===== Document segment

However, Abdul Rahman Yousri, for instance, tries to defend the idea of Islamic windows or Islamic branches in Bank Misr in particular arguing that those who are sceptical about the activity of the Islamic branches of conven-tional banks have failed to provide a single item of evidence in substantiation of their claims. Regarding the bank Misr branch for Islamic transactions, we have no reason to be sceptical or accusative about the nature of its activities, especially as the management of the parent bank has never failed to reiterate that the activities of the Islamic branches and their accounts are held independently and under the control of a shari‘ah supervisory board. In addition, Bank Misr in particular has an excellent record and long standing experience in the field of direct investment in Egypt. Therefore, raising doubts about its commitment to Islamic banking methods in the branch set up for that purpose amounts to challenging the seriousness of a bank that is so dedicated to safeguarding its banking reputation. It may even imply challenging the ability of the Egyptian central bank to keep an eye on banking activities as such, a matter that would be denied even by those who question the seriousness of the Islamic transactions branches”.
Moreover, Yousri argues that any conventional bank in setting up an Islamic transaction branch provides tangible proof of the success achieved by the Islamic movement in penetrating the dominant traditional banking system. This matter ought to be encouraged rather than subjected to attack and scepticism. Hence, the Islamic certificates Issued by the Bank Misr branch of Islamic transactions should not be attacked on the basis that they are issued by a conventional bank.

==========

▶ Required actions
(a) According to the excerpt on Islamic branches of conventional banks, what does a conventional bank provide tangible proof of when it sets up an Islamic transaction branch?
(b) Rewrite the records from the line containing "spot the tree canopy." through the end of the records, keeping the requests and multiplying every point coordinate by 0.3, rounded to whole numbers with halves going up. Leave out the pictures.

===== Data provided

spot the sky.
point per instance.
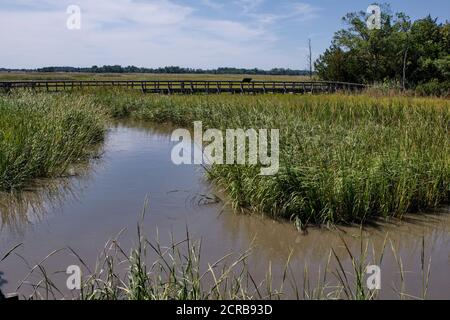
(261, 34)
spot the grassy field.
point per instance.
(344, 159)
(20, 76)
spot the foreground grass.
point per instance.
(344, 159)
(41, 136)
(152, 271)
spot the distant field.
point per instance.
(11, 76)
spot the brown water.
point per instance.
(84, 212)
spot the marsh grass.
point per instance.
(344, 159)
(42, 135)
(151, 271)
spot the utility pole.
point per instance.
(310, 58)
(404, 69)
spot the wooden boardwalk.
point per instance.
(188, 87)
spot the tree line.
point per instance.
(404, 53)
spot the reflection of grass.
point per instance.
(343, 158)
(42, 135)
(151, 271)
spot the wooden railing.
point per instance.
(188, 86)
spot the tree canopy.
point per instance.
(415, 51)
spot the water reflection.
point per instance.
(85, 211)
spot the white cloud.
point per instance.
(144, 33)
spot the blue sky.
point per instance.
(190, 33)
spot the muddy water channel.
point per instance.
(85, 211)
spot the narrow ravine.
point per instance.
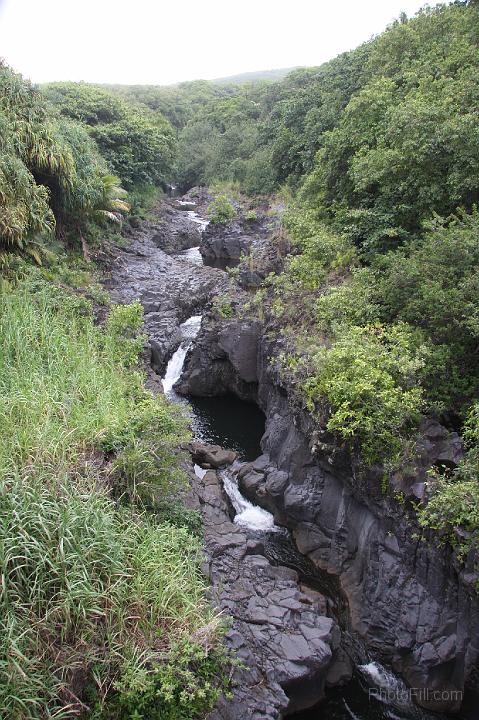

==========

▶ Results for each task
(a) It provides tangible proof of the success achieved by the Islamic movement in penetrating the dominant traditional banking system.

(b)
spot the tree canopy.
point per instance.
(125, 15)
spot the water reflection.
point per instance.
(26, 63)
spot the white cloud.
point per instance.
(43, 10)
spot the blue sky.
point per instance.
(57, 10)
spot the muddy water channel.
point per instance.
(26, 63)
spot the narrow ravine.
point per instance.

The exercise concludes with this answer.